İrade Terbiyesi / Jules Payot / KİTAP ALINTILARI -1-
1. Hemen hemen bütün başarısızlıklarımızın ve
felaket çabaya, özellikle de devamlı bir çabaya karşı şiddetli bir nefret
duyarız.
2. Doğrusu zihin, her meslek sahibinin mesleğe
başladığı ilk zamanlarda bir parça çalışmaktadır. Fakat zaman içerisinde,
düşünmek ve araştırma yapmak gibi uğraş verilen hâller giderek azalır.
Görünürde büyük bir çaba gerektiren, en yüksek görevlerin yapılışı sırasında
yapılan şeyler zamanla bir alışkanlık hâline gelir. Avukat, hâkim, doktor,
öğretmen... Zamanla hiç artmayan veya çok az artış gösteren eski bilgileriyle
mesleklerinde vakit geçirirler. Zihnin yüksek kuvvetini harekete geçirme
fırsatı gittikçe kaybolduğundan zekâ, egzersiz yoksunluğu nedeniyle körelir.
3. Öğrencideki hastalığın en kötüsü, her işte ve
harekette kendini gösteren ruhsal gevşeklik ve zaaftır.
4. Hiçbir sevinç zahmetsiz elde edilemez.
5. Her sevinç bir gayret gerektirir. Bir kitap okumak,
bir müzeyi gezmek, ormanda bir gezinti yapmak...
6.Tembel öğrenciler sınavın yaklaşması üzerine bir
parça harekete geçerler. Onların en çok nefret ettikleri şey, aylarca ve
senelerce sınav sıralarında tekrar edip durdukları şeyleri ılımlı ve düzenli
bir çaba ile tekrar etmektir.
7.İrade gücü, çok çaba harcamaktan öte zihnin bütün
güçlerini aynı amaca ve aynı yöne doğru yönlendirmek olarak izah edilebilir.
8.Her şeye faydasızca ilgi gösteren bu çalışkanlara
Nicole 'hercai ruhlar' ismini vermektedir. Fenelon ise bu durumu,
"rüzgârlı bir oda içinde yanan mum," olarak betimler.
____________
* **Alıştırma Ayrıntıları**
İrade terbiyesi üzerine alıntılar metnini kaldığı yerden sürdürebilir misin?
____________
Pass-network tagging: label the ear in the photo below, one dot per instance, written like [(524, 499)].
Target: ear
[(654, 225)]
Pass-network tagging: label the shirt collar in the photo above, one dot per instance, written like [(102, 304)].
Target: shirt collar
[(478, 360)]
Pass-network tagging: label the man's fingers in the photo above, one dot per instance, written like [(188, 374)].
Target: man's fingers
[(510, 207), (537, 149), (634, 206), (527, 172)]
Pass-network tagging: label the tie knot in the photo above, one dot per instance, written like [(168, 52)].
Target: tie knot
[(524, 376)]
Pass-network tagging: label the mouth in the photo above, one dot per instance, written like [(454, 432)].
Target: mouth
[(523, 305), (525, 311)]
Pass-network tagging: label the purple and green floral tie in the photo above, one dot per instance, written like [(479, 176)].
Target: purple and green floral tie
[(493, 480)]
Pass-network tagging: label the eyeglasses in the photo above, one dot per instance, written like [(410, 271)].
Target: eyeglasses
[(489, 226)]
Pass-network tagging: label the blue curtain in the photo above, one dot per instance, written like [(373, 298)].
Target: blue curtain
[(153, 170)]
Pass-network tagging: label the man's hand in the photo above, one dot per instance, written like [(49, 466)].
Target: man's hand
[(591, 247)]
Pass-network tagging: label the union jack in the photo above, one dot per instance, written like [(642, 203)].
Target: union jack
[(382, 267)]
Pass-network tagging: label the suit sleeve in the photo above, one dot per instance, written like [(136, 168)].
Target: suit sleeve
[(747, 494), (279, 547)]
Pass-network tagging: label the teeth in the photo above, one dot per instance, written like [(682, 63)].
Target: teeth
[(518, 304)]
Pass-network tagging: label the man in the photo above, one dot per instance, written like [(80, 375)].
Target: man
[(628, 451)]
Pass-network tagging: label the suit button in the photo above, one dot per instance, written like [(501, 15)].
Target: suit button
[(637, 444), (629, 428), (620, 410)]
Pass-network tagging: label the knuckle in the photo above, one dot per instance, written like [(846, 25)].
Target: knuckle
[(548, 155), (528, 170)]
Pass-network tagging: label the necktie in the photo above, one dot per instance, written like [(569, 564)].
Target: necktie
____________
* **Cevap**
9. Aslında bireysel çabanın zor olmasının nedeni,
onun bir düzen ve tutarlılık gerektirmesinden dolayıdır.
10.Zihinsel devinimsizlik, sadece kelimelerle
düşünme eğiliminden kaynaklanmaktadır.
11. Nitekim psikoloji okurken kitaplarında verilmiş
olan örnekler dışında, öğrencilerin kendi buldukları örneklere hiç rastlamayız.
Niçin? Çünkü onlar inceleme ve araştırma yapmaktan daha çok, ezberlemeye
odaklanmış güçlü ve durdurulamaz eğilimlere sahiptirler. Bu basit eğilim
onlara, araştırma ve inceleme yapmaktan daha az yorucu gibi gelir. Fakat ezber,
hafızayı daha fazla yormakta ve öğrenciyi üzüntüye sürüklemektedir.
12.Okul, zavallı gençleri her şeye maruz bırakmaya
ve bütün derslerin içeriklerini öğrenmeye mecbur etmekle, onları konuların
özüne inmekten alıkoyuyor.
13.Düşünmek,, "zihnen çalışmak ve dikkatli
olmaktır." Düşünmek, dikkatin bir noktaya toplanması ve yoğunlaşmasından
başka bir şey değildir.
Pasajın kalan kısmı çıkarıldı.